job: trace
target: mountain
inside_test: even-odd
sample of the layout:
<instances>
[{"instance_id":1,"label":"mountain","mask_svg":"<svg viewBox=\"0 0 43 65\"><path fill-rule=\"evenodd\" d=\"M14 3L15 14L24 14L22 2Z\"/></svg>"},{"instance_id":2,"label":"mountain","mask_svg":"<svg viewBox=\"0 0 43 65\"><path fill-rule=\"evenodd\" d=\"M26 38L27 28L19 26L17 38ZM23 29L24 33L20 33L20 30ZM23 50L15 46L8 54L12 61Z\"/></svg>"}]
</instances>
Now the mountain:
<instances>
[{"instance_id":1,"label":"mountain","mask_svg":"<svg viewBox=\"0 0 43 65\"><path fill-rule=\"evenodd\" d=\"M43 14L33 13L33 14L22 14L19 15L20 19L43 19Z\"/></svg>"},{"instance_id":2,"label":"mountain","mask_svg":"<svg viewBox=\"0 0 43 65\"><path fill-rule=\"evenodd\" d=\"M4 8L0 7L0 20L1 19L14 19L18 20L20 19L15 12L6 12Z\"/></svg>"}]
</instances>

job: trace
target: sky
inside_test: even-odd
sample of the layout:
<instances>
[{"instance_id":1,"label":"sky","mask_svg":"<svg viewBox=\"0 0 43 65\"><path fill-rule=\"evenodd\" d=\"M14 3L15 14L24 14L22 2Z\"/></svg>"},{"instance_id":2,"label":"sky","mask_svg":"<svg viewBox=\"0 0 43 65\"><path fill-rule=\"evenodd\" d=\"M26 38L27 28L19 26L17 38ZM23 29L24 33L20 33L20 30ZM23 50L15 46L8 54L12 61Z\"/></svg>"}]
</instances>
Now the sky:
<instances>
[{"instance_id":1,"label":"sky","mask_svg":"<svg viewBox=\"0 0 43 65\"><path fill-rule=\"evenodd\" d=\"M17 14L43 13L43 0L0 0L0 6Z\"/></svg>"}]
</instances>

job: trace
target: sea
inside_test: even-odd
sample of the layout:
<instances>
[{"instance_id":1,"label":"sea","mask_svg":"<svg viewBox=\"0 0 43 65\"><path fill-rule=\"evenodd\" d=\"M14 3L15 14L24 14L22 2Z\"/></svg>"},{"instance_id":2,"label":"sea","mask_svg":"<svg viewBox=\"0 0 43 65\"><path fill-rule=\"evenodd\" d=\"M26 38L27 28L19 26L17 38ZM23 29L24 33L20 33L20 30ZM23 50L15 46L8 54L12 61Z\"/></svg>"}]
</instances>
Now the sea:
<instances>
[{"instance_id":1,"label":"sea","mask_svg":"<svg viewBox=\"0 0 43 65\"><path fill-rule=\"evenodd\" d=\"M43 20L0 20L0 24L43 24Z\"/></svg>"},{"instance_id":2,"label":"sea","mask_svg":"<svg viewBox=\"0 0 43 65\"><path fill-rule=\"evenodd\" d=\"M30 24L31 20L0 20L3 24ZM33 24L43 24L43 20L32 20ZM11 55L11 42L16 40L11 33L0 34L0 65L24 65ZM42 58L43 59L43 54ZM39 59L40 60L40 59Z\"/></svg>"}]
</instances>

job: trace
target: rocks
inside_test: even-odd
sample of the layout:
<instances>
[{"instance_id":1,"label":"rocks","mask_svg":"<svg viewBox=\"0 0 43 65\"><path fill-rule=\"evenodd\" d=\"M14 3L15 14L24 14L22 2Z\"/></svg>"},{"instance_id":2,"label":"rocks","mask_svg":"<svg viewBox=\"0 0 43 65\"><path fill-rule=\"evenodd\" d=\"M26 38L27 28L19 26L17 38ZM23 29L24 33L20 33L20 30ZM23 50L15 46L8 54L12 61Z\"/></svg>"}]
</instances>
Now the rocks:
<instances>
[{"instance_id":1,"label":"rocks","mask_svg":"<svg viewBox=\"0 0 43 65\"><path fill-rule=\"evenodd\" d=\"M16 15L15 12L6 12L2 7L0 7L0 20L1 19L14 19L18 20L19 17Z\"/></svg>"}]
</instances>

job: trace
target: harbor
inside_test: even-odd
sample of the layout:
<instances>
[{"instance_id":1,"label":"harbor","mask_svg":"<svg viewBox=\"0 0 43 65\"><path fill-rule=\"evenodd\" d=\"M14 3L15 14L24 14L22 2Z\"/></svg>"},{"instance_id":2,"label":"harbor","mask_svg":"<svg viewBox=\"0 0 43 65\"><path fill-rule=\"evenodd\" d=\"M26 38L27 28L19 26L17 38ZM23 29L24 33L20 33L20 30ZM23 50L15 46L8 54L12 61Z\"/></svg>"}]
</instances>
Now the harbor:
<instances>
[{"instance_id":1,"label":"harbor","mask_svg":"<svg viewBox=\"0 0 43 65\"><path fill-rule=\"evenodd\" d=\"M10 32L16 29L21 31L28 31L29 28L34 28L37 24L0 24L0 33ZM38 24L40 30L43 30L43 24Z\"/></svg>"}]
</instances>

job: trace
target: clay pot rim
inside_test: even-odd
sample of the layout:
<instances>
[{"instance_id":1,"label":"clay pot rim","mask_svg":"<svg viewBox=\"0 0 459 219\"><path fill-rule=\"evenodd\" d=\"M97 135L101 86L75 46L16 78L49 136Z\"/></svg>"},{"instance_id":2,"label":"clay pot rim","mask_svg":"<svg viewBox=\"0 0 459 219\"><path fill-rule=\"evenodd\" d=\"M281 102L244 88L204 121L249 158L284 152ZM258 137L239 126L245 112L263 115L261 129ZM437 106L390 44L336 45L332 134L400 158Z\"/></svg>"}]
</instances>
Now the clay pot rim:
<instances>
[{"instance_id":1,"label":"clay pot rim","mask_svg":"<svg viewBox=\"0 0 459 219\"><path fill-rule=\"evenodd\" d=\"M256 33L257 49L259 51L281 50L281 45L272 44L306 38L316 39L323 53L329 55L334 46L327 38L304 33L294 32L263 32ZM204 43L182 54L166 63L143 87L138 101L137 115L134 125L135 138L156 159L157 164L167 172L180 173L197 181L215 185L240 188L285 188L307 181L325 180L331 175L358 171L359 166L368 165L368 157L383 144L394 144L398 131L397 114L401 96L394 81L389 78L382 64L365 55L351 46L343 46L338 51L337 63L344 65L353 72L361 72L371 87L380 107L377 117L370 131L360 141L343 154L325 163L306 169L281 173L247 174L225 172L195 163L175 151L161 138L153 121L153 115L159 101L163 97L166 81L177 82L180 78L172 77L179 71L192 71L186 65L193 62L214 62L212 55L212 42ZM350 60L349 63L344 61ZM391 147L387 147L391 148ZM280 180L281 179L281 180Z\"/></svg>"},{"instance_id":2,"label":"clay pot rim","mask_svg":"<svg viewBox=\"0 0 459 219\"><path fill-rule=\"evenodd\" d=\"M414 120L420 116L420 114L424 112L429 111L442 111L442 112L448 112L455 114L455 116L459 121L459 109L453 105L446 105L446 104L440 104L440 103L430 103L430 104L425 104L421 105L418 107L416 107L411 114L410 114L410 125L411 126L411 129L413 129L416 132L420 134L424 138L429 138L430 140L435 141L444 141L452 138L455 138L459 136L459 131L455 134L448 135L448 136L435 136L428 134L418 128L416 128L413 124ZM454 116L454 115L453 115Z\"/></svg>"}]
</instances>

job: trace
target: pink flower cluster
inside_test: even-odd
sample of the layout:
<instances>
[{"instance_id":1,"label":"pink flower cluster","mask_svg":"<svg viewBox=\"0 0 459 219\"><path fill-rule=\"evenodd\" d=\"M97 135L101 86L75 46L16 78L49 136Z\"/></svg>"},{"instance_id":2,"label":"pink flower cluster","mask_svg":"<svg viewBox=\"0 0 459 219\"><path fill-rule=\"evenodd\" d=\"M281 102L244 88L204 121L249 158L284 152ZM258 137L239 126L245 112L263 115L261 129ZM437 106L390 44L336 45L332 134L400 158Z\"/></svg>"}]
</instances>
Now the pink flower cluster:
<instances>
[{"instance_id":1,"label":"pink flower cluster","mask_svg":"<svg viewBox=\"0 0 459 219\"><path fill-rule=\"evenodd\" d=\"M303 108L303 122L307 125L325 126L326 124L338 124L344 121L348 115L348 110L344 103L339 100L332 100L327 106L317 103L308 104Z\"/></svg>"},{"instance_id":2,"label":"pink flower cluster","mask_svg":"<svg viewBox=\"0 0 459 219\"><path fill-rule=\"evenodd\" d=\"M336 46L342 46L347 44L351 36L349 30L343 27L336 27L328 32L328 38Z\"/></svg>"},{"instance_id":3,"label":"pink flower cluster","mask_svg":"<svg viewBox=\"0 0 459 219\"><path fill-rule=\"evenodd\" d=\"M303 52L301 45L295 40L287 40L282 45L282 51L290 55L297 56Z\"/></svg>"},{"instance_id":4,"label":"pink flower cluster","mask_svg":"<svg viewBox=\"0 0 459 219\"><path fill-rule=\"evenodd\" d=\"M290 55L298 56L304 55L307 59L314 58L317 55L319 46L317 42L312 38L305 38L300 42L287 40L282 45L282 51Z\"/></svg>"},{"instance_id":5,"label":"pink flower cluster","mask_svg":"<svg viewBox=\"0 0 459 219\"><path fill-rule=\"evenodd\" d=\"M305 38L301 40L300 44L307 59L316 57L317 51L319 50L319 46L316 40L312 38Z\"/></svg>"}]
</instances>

-=-=-=-=-

[Your instructions]: Find every line in the rows above that contains the word "harbor", and copy each of those lines.

[Output of the exercise]:
target: harbor
[{"instance_id":1,"label":"harbor","mask_svg":"<svg viewBox=\"0 0 43 65\"><path fill-rule=\"evenodd\" d=\"M14 3L15 14L24 14L22 2Z\"/></svg>"},{"instance_id":2,"label":"harbor","mask_svg":"<svg viewBox=\"0 0 43 65\"><path fill-rule=\"evenodd\" d=\"M26 38L27 28L19 26L17 38ZM23 29L24 33L20 33L20 30ZM23 50L15 46L8 54L12 61Z\"/></svg>"}]
Now the harbor:
[{"instance_id":1,"label":"harbor","mask_svg":"<svg viewBox=\"0 0 43 65\"><path fill-rule=\"evenodd\" d=\"M10 32L16 29L21 31L28 31L29 28L34 28L37 24L0 24L0 33ZM38 24L40 30L43 30L43 24Z\"/></svg>"}]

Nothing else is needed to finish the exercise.